Bookings through SHA at http://www.sochealth.co.uk/confs/Booking.php
Crossroads or Dead End?
Before Blue Labour there was Red Tory. And the think tank ResPublica, directed by the original Red Tory Philip Blonde, has just published an important report which they claim sets out ‘a progressive future’ for housing associations (HAs).
ResPublica says that “At the Crossroads” is a radical new vision for HAs in which they would take on a much wider service role, bringing the big society themes of mutualism, localism and community ownership into the housing debate.
To be fair, the report is well written and well-researched and has a lot of interesting things to say about the work housing associations already do in communities, with some excellent examples of innovative work providing local services, supporting and funding community organisations. I like the idea that HAs should declare a ‘social dividend’, but the rest of it is scarcely new. There is no trend analysis of how community investment by HAs has developed over the years (slowly and often backwards) or of the retrenchment that is going on now. It doesn’t properly consider the example of care services, a key role that HAs have taken on where there are huge cuts in many areas currently. It argues a good case for the rationalisation of stock, devolution of management, and improvements in tenant engagement and control, but this is also a well worn path.
The report gets more challenging in its discussion of governance and the options for community control, arguing that associations that adopt new forms of community accountability, especially through active shareholder participation, should qualify for further deregulation, claiming that they would be ‘set free’.
Despite trying to be unremittingly positive about the coalition’s policies (and failing), the report is deficient on several counts. It acknowledges that coalition policies will cut development, but it has virtually no analysis of the role of HAs in providing homes for people in housing need, which is of course their primary purpose for being. It is hopelessly optimistic that HAs would be transformed by extending shareholding, not recognising that shareholders have few rights and little power, especially as Boards invariably control large numbers of proxy votes at AGMs.
==========
• _Prompt A_: Transcribe the part of the text on housing associations that opens with the words containing "Despite trying to" and closes with "votes at AGMs.".
• _Prompt B_: Put this sentence from the text on housing associations into French: "I like the idea that HAs should declare a ‘social dividend’, but the rest of it is scarcely new."
• _Prompt C_: According to the text on housing associations, who directs the think tank ResPublica?

• _Information shown_:
==========
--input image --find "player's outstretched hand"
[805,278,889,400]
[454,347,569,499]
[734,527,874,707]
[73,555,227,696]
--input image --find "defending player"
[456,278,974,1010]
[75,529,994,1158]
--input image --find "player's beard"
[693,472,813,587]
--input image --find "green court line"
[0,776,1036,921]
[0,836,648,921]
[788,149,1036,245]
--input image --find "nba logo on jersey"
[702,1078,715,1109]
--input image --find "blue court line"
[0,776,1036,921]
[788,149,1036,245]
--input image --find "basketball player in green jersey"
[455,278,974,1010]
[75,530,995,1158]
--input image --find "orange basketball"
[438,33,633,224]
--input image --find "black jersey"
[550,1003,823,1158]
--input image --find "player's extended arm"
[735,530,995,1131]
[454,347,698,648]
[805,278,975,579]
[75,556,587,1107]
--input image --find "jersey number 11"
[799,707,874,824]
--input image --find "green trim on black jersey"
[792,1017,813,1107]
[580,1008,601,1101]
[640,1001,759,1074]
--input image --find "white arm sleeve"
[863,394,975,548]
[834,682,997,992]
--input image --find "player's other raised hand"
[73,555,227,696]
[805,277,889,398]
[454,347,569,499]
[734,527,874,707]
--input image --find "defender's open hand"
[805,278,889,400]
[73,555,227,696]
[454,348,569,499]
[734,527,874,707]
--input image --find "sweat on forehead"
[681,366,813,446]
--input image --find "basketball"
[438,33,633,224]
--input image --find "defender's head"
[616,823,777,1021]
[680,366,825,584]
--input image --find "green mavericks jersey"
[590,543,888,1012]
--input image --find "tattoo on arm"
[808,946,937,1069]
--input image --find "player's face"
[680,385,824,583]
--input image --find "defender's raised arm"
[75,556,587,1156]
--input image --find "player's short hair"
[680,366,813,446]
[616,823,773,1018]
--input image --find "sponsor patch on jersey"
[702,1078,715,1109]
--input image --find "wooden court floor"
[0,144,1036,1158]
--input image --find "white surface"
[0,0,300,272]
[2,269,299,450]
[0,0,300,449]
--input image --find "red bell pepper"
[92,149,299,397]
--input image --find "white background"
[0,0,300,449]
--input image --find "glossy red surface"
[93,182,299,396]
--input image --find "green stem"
==========
• _Solution A_:
Despite trying to be unremittingly positive about the coalition’s policies (and failing), the report is deficient on several counts. It acknowledges that coalition policies will cut development, but it has virtually no analysis of the role of HAs in providing homes for people in housing need, which is of course their primary purpose for being. It is hopelessly optimistic that HAs would be transformed by extending shareholding, not recognising that shareholders have few rights and little power, especially as Boards invariably control large numbers of proxy votes at AGMs.

• _Solution B_: J’aime l’idée que les HA devraient déclarer un « dividende social », mais le reste n’est guère nouveau.

• _Solution C_: Philip Blonde, the original Red Tory.